[Material for this task]:

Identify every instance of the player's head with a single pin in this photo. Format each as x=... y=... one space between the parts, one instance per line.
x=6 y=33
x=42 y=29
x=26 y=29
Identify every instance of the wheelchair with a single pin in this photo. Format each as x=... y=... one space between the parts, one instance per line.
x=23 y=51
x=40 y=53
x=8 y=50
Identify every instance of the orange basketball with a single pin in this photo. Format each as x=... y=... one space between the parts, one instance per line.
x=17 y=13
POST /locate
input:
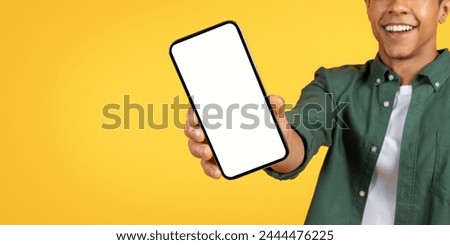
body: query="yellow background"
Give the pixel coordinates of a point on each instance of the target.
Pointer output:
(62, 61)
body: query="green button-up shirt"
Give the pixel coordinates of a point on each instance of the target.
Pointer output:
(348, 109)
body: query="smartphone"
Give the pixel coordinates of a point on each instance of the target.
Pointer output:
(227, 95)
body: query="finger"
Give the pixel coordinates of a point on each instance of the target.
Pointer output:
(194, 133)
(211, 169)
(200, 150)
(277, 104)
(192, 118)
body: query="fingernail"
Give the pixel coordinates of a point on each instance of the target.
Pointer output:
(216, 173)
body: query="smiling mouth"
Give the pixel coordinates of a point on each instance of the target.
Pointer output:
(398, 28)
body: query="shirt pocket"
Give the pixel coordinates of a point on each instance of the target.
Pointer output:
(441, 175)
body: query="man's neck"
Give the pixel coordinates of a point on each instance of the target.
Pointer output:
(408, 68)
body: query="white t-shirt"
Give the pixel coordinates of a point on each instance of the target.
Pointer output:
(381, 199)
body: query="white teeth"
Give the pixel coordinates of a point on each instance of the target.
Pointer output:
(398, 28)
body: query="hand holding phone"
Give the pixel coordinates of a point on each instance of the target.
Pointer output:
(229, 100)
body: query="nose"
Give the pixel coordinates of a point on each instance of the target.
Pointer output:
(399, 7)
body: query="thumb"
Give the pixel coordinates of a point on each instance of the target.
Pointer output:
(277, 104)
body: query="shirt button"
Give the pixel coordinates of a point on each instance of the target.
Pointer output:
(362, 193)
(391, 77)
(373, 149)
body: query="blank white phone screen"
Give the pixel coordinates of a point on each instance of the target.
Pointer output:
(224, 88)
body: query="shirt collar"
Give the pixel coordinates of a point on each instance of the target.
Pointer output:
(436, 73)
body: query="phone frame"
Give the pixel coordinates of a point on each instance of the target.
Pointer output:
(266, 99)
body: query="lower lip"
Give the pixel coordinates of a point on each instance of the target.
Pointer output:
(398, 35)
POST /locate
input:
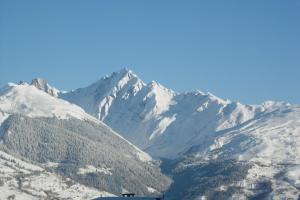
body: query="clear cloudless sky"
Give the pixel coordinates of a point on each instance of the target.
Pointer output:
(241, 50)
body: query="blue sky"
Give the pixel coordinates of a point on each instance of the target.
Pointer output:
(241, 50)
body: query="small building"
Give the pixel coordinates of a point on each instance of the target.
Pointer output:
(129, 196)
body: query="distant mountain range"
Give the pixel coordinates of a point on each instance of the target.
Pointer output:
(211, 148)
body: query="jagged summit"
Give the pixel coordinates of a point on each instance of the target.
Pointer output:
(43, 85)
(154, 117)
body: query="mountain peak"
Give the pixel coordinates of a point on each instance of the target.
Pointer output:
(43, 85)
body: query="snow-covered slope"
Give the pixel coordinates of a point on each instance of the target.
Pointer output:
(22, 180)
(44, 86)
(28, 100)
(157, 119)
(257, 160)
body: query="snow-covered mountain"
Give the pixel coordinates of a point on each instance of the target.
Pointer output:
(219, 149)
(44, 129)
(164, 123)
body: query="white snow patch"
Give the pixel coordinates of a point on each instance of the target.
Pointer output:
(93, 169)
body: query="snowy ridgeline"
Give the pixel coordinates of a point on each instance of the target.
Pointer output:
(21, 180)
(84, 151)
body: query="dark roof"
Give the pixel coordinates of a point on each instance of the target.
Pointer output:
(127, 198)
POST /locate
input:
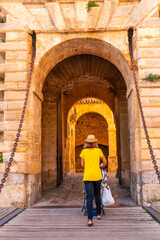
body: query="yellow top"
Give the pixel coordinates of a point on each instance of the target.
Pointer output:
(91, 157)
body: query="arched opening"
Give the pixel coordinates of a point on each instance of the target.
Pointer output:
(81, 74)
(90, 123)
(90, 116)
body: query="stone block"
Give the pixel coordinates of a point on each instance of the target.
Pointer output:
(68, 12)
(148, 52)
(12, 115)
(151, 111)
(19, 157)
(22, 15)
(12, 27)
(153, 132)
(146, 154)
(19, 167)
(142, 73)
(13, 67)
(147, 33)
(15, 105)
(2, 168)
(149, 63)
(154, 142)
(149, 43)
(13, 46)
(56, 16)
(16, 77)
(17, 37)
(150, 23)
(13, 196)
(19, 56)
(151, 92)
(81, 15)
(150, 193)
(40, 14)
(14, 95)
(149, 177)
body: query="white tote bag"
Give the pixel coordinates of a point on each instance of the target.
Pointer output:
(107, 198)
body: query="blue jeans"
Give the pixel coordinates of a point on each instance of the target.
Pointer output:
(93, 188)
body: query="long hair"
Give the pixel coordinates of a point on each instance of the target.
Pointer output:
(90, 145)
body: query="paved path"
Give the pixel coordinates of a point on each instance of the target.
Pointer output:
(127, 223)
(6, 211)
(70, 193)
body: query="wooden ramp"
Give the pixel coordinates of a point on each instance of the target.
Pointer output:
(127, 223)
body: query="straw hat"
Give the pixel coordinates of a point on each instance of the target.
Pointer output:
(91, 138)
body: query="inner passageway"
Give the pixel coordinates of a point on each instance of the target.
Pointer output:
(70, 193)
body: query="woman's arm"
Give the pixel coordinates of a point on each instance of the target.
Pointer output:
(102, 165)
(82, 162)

---

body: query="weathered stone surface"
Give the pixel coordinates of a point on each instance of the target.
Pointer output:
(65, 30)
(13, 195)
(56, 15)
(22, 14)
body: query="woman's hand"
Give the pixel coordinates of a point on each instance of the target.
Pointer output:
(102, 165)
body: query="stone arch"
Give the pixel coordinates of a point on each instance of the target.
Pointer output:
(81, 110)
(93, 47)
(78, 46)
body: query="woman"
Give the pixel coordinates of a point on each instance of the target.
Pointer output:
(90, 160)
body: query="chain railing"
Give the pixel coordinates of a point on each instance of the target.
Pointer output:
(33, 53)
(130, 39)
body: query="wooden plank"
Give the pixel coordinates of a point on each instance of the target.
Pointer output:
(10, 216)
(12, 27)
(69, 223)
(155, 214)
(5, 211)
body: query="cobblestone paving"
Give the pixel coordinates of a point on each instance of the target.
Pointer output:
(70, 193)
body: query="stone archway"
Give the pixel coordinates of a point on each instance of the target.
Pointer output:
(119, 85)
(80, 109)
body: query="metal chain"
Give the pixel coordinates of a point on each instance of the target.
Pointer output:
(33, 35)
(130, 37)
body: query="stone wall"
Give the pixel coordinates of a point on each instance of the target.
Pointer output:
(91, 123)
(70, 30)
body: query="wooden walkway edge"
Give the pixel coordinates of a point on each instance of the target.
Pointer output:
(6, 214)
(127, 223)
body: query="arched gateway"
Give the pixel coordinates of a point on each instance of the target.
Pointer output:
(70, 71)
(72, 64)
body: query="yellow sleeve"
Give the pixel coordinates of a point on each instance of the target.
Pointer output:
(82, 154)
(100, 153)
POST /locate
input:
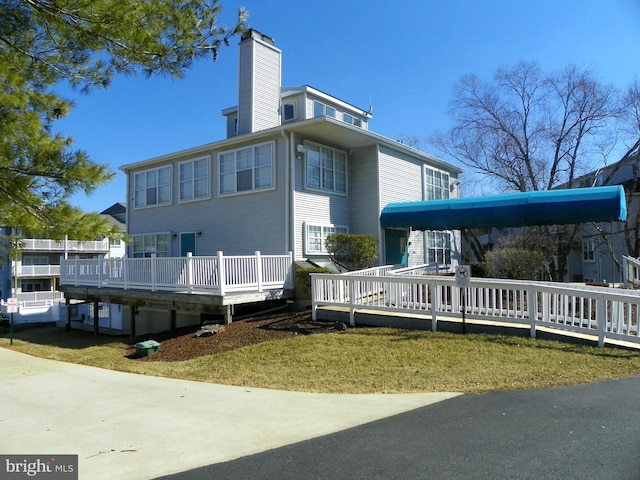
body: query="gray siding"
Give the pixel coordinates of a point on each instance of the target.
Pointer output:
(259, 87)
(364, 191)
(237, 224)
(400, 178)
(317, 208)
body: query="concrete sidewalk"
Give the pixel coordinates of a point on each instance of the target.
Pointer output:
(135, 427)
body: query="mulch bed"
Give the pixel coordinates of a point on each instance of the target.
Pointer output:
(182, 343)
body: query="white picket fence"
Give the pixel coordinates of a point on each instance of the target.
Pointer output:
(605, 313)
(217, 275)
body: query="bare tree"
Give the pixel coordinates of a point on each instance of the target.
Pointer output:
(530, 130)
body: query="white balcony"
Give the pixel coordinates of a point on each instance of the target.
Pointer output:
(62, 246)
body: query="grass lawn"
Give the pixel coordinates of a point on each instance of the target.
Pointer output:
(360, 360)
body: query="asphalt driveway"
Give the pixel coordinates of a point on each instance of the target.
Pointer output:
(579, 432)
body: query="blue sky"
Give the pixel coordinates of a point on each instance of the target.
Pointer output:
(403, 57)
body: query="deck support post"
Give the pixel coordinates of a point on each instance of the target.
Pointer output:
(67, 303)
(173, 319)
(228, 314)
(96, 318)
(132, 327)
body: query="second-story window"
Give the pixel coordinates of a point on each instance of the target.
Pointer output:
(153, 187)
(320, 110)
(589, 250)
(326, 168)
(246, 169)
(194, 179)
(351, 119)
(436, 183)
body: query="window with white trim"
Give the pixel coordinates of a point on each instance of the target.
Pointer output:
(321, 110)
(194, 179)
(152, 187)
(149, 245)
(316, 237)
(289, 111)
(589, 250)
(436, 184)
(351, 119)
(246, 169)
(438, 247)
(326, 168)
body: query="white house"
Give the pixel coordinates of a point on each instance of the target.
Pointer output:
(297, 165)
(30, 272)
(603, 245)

---

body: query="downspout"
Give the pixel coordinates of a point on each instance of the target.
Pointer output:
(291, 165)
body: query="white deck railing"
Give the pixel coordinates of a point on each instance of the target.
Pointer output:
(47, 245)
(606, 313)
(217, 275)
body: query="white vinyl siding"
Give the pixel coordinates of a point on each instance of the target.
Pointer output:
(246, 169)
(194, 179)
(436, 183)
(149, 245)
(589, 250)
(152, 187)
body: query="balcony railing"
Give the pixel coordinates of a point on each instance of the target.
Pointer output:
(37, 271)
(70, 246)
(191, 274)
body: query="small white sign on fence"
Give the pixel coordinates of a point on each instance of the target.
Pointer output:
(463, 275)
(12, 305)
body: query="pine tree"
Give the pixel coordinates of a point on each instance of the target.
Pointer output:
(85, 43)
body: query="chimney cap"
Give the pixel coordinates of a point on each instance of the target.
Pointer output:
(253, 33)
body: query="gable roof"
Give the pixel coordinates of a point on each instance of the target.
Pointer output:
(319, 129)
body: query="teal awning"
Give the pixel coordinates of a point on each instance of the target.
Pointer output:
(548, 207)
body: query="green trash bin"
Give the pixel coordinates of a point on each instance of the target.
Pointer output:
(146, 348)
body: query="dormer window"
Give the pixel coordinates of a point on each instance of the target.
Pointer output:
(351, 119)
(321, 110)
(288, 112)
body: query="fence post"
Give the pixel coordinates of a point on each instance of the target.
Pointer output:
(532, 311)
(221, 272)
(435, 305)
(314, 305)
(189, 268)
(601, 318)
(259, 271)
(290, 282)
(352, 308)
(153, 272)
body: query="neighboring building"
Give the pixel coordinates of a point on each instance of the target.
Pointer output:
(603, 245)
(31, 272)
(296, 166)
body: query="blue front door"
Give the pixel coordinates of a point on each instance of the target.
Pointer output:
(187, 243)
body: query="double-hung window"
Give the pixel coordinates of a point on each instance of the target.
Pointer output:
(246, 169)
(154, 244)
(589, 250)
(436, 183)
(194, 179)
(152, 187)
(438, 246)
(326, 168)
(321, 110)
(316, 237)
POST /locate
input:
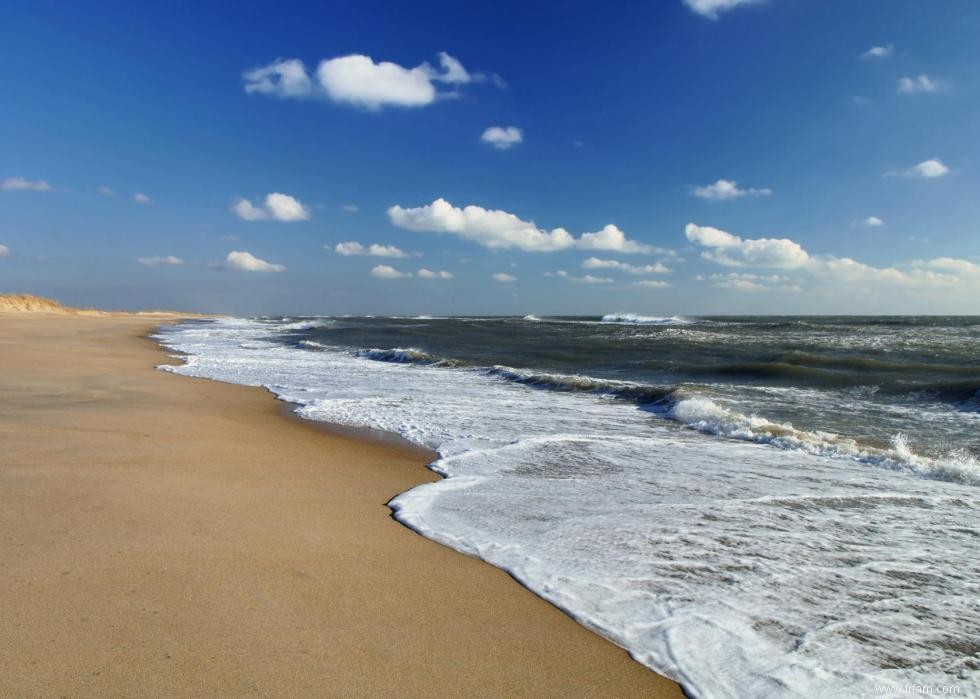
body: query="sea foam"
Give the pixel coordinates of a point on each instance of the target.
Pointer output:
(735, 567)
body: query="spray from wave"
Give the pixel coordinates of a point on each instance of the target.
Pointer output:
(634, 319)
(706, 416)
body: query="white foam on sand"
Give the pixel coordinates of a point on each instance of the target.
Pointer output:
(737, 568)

[Exercise details]: Scan the material above for "siding". Copy every line where it appears.

[Expected output]:
body: query="gray siding"
body: query="white vinyl siding"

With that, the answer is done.